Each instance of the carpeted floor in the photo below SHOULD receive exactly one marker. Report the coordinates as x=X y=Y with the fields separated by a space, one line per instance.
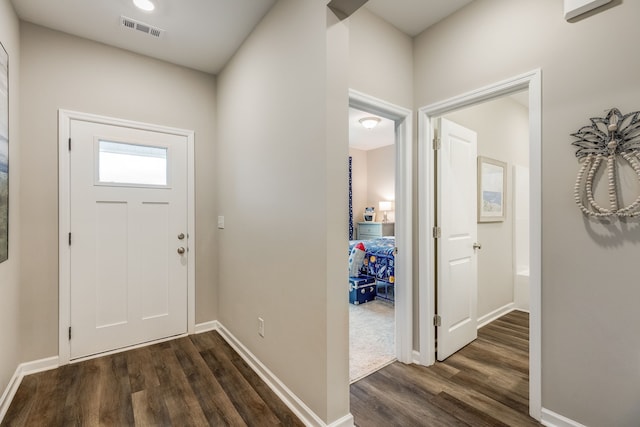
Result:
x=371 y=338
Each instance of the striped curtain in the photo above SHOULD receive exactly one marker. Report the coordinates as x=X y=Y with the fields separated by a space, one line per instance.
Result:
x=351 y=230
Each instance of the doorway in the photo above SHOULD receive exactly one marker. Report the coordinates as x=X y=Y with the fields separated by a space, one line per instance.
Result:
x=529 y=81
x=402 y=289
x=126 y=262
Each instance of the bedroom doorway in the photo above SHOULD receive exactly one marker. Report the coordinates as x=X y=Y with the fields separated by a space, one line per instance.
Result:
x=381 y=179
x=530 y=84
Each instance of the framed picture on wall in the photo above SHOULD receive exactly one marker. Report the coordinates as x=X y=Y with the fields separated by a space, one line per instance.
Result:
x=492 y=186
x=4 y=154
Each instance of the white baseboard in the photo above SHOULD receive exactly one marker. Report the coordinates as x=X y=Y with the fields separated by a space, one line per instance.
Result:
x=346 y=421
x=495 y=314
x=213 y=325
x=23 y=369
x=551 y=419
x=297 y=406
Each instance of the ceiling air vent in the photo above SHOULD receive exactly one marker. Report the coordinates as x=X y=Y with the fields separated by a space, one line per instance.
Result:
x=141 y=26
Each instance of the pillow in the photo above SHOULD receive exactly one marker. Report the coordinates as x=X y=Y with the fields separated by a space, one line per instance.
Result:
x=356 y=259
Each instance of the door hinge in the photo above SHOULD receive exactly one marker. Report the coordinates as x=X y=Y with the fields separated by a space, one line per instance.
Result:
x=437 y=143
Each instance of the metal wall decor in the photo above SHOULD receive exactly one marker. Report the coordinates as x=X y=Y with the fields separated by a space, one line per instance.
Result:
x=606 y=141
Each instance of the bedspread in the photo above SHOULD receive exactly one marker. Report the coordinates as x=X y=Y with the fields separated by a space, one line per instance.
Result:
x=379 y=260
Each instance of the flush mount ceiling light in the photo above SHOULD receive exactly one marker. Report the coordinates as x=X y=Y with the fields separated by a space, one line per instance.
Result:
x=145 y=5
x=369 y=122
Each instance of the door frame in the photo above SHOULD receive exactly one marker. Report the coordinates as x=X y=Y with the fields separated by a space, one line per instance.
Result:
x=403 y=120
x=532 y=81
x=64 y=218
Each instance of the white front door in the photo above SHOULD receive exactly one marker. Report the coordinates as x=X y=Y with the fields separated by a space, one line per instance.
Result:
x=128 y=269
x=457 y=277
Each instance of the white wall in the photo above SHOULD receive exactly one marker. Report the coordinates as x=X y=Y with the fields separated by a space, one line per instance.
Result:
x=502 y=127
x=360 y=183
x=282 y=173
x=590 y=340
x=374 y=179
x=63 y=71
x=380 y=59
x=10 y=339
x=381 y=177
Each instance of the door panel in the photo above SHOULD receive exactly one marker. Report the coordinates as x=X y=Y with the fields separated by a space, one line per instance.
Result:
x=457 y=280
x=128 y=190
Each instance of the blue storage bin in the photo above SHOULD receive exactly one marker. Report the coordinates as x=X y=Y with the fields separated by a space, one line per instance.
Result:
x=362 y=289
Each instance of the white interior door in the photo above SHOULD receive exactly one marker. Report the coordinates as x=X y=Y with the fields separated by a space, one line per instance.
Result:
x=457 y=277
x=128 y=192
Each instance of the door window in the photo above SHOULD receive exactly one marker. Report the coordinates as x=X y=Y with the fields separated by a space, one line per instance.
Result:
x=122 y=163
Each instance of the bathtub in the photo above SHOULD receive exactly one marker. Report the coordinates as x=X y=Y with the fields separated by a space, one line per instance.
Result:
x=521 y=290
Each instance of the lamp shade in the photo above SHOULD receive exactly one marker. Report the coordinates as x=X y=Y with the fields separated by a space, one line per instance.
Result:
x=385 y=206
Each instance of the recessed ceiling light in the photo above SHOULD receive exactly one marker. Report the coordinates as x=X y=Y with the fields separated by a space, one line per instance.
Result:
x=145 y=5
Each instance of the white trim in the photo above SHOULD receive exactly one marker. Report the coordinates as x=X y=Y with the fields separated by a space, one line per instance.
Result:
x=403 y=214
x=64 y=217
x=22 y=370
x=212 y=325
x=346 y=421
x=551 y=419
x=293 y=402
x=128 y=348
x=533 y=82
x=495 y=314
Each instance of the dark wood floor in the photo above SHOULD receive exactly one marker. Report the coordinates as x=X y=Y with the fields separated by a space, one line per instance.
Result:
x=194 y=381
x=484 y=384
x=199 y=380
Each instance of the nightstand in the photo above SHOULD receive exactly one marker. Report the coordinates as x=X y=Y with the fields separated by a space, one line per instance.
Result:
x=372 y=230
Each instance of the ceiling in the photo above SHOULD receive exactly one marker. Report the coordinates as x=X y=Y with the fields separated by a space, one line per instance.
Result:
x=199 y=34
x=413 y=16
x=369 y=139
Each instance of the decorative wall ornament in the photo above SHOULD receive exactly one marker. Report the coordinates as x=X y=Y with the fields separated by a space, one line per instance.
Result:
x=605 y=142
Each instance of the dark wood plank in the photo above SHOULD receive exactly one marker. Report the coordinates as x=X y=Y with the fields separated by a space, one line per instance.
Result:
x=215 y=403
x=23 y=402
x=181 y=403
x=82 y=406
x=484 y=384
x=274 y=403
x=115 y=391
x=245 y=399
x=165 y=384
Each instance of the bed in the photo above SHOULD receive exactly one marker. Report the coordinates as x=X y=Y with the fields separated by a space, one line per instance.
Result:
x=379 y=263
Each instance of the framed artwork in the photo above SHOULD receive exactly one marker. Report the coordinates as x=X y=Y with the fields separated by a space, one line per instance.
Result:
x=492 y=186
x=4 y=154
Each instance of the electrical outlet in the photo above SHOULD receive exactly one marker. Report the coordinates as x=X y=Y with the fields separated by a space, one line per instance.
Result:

=-=-=-=-=

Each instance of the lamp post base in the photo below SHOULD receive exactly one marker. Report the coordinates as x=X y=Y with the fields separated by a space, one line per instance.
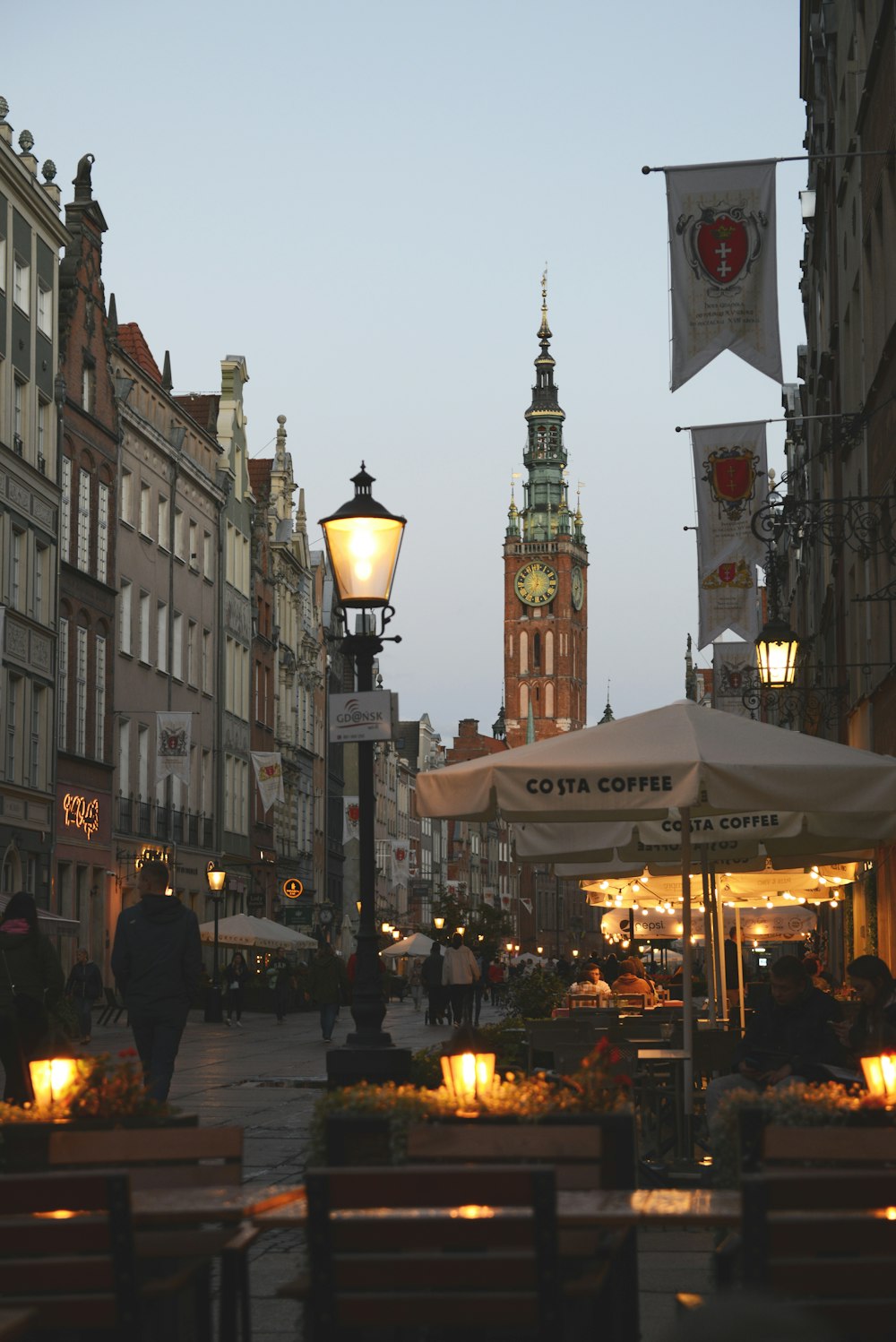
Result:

=-=-=-=-=

Exercise details | Turn the listing, from the line with "Each instance of the carpeted" up to and including the line with "x=606 y=141", into a JSON list of strings with one string per line. Leave out blank lines and pictures.

Written reply |
[
  "Each instance of the carpeted floor in the photo below SHOULD receive exactly one marker. Report the coordinates as x=X y=Y with the fields separated by a space, one line per instance.",
  "Result:",
  "x=371 y=338",
  "Each instance of the striped curtain in the photo above SHOULD receive exactly one marker. Report the coordinates as x=X y=Y with the fields separated by a space, one line per instance.",
  "Result:",
  "x=351 y=230",
  "Each instance of the doorway in the photo above SHOULD receive exactly one marker. Report the coordinates as x=X y=Y with the fields separated by a space, one line per instance.",
  "Result:",
  "x=529 y=81",
  "x=402 y=289",
  "x=126 y=262",
  "Each instance of the bedroom doorway in the photo above SHOULD receive exactly one marker. Report the coordinates as x=X y=Y with the fields separated by a space, one line per instance.",
  "Result:",
  "x=381 y=179",
  "x=530 y=84",
  "Each instance of the framed picture on wall in the photo above SHOULD receive exactly one marker. Report the coordinates as x=X y=Y with the fields separated by a space, one line per instance.",
  "Result:",
  "x=492 y=186",
  "x=4 y=154",
  "Each instance of the white baseboard in the photo above SHOULD receive exactly one marker. Report the coordinates as x=X y=Y with the fields separated by a space, one line per instance.",
  "Result:",
  "x=346 y=421",
  "x=495 y=314",
  "x=213 y=325",
  "x=23 y=369",
  "x=551 y=419",
  "x=297 y=406",
  "Each instance of the ceiling air vent in the photo above SHOULD receive exactly one marker. Report the coordinates as x=X y=Y with the fields separated by a space, one line per instance.",
  "Result:",
  "x=141 y=26",
  "Each instance of the pillow in the photo above SHOULD receive exactly one marker. Report the coordinates as x=X y=Y with the fields separated by a space, one line per instance.",
  "Result:",
  "x=356 y=259",
  "Each instance of the door hinge in the photo above SHOULD receive exactly one marker. Report the coordinates as x=X y=Y with the fields separated by a space, one line per instance.",
  "Result:",
  "x=437 y=143",
  "Each instance of the metal wall decor in the photo above SHOULD receive exactly one marker. Report the coordinates as x=X y=Y with the fields separated by a space, one line per instance.",
  "Result:",
  "x=606 y=141"
]